- Task description:
Convert the stretch of lines below, from the line containing "I bet you can find the nude" through the end of the records, into a numbered list, omitting any blank lines.

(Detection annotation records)
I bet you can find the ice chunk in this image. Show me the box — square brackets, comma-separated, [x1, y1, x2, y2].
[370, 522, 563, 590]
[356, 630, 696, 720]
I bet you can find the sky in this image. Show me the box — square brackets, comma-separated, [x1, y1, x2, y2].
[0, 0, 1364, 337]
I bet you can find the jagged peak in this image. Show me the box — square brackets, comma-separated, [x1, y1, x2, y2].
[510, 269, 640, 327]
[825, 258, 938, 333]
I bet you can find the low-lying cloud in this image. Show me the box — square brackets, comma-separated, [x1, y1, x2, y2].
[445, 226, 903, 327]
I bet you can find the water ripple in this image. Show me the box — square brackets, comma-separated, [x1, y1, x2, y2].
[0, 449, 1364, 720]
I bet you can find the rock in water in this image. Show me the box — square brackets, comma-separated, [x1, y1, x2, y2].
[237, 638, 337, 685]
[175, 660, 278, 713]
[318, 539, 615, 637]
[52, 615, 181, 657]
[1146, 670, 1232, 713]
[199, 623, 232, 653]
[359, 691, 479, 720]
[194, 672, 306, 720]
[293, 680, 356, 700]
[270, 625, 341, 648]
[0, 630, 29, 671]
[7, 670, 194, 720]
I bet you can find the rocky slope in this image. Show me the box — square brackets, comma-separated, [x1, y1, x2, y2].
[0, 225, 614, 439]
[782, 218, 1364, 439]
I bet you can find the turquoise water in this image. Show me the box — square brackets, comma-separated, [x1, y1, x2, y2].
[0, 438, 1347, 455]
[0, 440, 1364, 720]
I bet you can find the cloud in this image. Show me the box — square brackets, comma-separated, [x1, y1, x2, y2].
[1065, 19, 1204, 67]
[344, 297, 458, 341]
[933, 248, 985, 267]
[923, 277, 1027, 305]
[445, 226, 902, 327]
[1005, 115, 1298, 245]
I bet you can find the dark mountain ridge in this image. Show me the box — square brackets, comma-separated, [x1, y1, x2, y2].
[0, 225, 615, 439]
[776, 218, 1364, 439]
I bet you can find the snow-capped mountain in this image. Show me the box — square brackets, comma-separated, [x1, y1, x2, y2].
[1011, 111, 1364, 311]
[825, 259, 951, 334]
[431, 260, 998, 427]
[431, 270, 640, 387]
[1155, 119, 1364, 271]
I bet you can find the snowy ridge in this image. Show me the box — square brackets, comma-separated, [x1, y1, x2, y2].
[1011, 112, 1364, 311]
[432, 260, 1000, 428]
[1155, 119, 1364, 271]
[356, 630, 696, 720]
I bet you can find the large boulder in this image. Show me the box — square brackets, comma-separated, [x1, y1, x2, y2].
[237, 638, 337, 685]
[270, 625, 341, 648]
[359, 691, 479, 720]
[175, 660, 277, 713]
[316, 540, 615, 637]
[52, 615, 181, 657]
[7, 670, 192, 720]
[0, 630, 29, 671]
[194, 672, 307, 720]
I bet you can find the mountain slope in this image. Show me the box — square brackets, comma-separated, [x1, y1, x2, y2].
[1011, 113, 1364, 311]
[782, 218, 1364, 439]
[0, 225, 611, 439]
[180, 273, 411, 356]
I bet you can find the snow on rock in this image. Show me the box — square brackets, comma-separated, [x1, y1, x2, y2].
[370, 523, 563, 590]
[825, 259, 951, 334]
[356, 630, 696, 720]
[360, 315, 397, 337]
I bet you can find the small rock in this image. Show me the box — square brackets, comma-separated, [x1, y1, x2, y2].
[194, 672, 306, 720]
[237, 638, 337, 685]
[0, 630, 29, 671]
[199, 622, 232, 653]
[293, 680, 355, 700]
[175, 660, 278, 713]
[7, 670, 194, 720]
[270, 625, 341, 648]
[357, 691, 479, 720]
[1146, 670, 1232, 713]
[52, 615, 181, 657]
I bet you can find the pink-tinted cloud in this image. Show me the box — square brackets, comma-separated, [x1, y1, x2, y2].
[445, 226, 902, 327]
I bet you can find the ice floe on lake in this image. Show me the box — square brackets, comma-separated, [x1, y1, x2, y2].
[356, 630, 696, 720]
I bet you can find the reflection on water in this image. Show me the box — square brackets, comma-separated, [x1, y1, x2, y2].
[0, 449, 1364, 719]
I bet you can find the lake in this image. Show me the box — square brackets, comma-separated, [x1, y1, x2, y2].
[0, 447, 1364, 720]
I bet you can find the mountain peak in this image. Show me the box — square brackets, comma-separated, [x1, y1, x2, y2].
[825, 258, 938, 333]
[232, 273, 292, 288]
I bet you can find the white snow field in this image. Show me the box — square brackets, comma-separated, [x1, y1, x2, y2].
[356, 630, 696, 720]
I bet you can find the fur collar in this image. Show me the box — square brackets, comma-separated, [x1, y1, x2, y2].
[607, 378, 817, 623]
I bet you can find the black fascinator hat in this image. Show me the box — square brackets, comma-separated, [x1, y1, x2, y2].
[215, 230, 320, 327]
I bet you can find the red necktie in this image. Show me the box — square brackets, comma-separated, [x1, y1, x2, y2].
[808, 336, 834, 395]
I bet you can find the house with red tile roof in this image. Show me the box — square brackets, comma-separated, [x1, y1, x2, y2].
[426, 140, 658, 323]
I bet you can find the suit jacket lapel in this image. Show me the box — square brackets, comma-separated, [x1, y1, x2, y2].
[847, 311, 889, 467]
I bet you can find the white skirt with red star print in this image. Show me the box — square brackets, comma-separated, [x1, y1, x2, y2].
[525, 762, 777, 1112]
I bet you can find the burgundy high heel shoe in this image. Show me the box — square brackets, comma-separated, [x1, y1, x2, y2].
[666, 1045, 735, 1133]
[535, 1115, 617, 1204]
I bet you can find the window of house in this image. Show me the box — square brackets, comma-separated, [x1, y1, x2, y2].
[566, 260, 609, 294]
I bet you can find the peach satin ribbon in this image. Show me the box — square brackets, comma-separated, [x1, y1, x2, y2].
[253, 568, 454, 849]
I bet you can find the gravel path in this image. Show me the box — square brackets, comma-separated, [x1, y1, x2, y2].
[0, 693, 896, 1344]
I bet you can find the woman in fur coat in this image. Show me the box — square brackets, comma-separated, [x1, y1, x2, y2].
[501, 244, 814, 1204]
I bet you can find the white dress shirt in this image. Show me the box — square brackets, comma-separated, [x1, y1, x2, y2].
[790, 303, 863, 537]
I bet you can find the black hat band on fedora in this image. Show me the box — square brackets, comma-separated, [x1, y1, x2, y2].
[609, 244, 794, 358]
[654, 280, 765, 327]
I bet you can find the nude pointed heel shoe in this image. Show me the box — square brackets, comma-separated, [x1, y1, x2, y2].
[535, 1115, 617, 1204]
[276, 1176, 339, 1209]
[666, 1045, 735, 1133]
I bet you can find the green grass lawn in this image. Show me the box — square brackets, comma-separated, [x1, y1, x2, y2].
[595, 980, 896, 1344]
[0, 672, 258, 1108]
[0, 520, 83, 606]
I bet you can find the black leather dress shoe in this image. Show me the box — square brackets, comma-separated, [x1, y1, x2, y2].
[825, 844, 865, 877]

- Task response:
1. I bet you can find the nude pointed heel shoe in this image. Show me the box — square brackets, comma-separated, [x1, y1, x2, y2].
2. [535, 1115, 617, 1204]
3. [276, 1176, 339, 1209]
4. [666, 1045, 735, 1133]
5. I bet you can find the green grass lawn in this image. Show me the box — square brackets, comma-separated, [x1, y1, x2, y2].
6. [595, 980, 896, 1344]
7. [0, 672, 258, 1108]
8. [0, 520, 83, 606]
9. I bet you can find the black leather dress shoe in this image. Show me the box — square brackets, comma-separated, [x1, y1, x2, y2].
10. [825, 844, 865, 877]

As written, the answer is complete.